Could every line of the data be printed exactly as it reads?
== == ==
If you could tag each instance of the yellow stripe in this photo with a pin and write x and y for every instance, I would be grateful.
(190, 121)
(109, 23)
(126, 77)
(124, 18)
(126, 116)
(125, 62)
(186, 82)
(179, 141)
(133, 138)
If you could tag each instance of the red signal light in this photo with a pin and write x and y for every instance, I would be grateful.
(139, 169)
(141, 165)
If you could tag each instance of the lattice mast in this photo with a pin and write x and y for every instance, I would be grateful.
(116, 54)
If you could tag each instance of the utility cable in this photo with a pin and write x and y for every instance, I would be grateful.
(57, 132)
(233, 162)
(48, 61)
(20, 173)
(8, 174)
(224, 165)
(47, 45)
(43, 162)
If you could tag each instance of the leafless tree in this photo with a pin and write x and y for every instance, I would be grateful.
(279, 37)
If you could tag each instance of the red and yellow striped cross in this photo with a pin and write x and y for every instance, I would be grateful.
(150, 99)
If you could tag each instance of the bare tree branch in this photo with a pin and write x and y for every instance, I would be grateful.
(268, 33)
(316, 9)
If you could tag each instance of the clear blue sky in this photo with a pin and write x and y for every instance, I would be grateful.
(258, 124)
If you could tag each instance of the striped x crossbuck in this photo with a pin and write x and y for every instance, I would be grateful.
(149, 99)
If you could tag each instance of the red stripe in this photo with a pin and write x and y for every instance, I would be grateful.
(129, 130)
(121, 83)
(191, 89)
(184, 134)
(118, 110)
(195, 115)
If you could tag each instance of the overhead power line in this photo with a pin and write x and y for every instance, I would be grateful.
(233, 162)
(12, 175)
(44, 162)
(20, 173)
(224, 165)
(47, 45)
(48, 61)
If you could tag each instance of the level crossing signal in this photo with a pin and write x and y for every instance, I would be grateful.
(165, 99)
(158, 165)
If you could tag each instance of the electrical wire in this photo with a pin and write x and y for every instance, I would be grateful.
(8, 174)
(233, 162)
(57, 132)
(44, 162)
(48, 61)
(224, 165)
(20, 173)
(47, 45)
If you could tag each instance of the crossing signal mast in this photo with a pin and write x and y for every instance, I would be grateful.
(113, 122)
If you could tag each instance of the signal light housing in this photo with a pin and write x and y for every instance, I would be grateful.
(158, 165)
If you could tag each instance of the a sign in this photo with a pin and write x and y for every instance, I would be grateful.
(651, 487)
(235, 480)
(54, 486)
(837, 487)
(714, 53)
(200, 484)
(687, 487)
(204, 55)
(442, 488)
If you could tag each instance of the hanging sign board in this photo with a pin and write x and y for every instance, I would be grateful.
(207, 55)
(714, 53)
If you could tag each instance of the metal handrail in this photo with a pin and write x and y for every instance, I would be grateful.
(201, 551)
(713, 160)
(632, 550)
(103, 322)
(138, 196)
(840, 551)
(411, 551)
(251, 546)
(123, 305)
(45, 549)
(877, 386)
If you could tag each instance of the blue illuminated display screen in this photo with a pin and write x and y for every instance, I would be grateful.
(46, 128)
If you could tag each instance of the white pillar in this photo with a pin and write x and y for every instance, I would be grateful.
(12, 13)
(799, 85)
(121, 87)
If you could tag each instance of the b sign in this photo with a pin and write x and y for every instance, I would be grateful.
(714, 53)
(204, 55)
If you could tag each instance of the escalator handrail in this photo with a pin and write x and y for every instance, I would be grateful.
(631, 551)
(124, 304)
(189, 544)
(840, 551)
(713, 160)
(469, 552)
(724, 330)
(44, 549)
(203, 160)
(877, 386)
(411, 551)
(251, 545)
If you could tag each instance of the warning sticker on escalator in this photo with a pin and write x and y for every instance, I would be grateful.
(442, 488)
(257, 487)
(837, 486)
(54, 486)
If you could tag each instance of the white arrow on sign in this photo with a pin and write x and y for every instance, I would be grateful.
== == ==
THE RESPONSE:
If you could tag each instance of the yellow stripe in this photo with a pin and write x and y for every instance, I would be grateful.
(190, 121)
(109, 23)
(126, 77)
(124, 18)
(126, 116)
(125, 62)
(186, 82)
(179, 141)
(133, 138)
If you could tag each instance of the red signal light in this photo with a pin and write x and y for every instance, I would be grateful.
(139, 169)
(141, 165)
If you could tag each instance of the lattice mast in this photo with a pin and write x and y for every instance, I would be grateful.
(116, 54)
If you could tag each instance of the utility cable in this photo with a pin and write x and y for every instance, I would be grateful.
(57, 132)
(233, 162)
(48, 61)
(20, 173)
(8, 174)
(224, 165)
(47, 45)
(43, 162)
If you could tag each instance of the leafless tree in this photo with a pin and write x and y for every instance, I would be grateful.
(279, 37)
If you could tag each instance of the red and yellow striped cross in this photo with a pin and write x and y for every instance, I would be grateful.
(150, 99)
If you could tag each instance of the bare tree branch in this photo with a pin and write x and y for every instance, I would be grateful.
(268, 33)
(316, 9)
If you could tag each instance of the clear blue sky in this photo with a pin and write x and y for every instance, I would be grateful.
(258, 124)
If you could tag each instance of the striped x crossbuck in this photo with a pin and write x and y for every instance, I would be grateful.
(149, 99)
If you could tag each instance of the red stripe in this photo with a pin and write x and y for every instance, I would be grateful.
(129, 130)
(121, 83)
(191, 89)
(184, 134)
(118, 110)
(195, 115)
If you could tag each instance of the overhead power line in this photo with a pin and write x and y for every instance, I would be grateful.
(233, 162)
(12, 175)
(44, 162)
(20, 173)
(224, 165)
(47, 45)
(48, 61)
If you could tag each instance of the level crossing signal in this photo with a pin and write x and y for every instance, I would be grateful.
(165, 99)
(158, 165)
If you could tag each instance of the electrical wire in this photo with a pin and write x and y for every instance, I would be grateful.
(8, 174)
(233, 162)
(57, 132)
(44, 162)
(48, 61)
(224, 165)
(20, 173)
(47, 45)
If you could tag each instance of the crossing signal mast in this photo with a pin and write x and y for every instance, I would be grateful.
(113, 122)
If you could tag each instance of the signal light housing in this photo with a pin and write x and y for every instance, I would be grateful.
(158, 165)
If you could tag each instance of the a sign in this photo with a pin and write x and y for every instance, I would be grateful.
(651, 487)
(235, 480)
(54, 486)
(837, 487)
(714, 53)
(200, 484)
(687, 487)
(204, 55)
(442, 488)
If you could tag each instance of the hanging sign board in this photo with a pin and write x and y for every instance, I would be grateful.
(207, 55)
(714, 53)
If you could tag each instance of the metal handrail in this photo with a pin and write x and y for every instance, I would be grateful.
(201, 551)
(713, 160)
(632, 550)
(103, 322)
(138, 196)
(840, 551)
(411, 551)
(251, 546)
(123, 305)
(45, 549)
(877, 386)
If you could tag each instance of the blue illuminated display screen in this photo with a pin and write x and y for every instance, I would be grateful.
(46, 128)
If you could tag each instance of the white pillar in this photo with a pin and write x and y for every instance, I would be grateful.
(12, 13)
(799, 85)
(121, 87)
If you could tag each instance of the b sign in this photo with a pin and write x and y for every instance, I would be grateful.
(714, 53)
(204, 55)
If you could tag each instance of the escalator handrail in this photo with a pin and write x and y for every instance, I would be grateful.
(631, 551)
(124, 304)
(189, 544)
(840, 551)
(713, 160)
(469, 552)
(724, 330)
(44, 549)
(203, 160)
(877, 386)
(411, 551)
(251, 545)
If you could tag each instance of the warning sticker on escalator in this photo with a pin and write x and y for every instance, I would be grateful.
(442, 488)
(257, 487)
(837, 486)
(54, 486)
If you could tag each instance of the white arrow on sign in this photo with a pin and write x and y for every instance, I would be grateful.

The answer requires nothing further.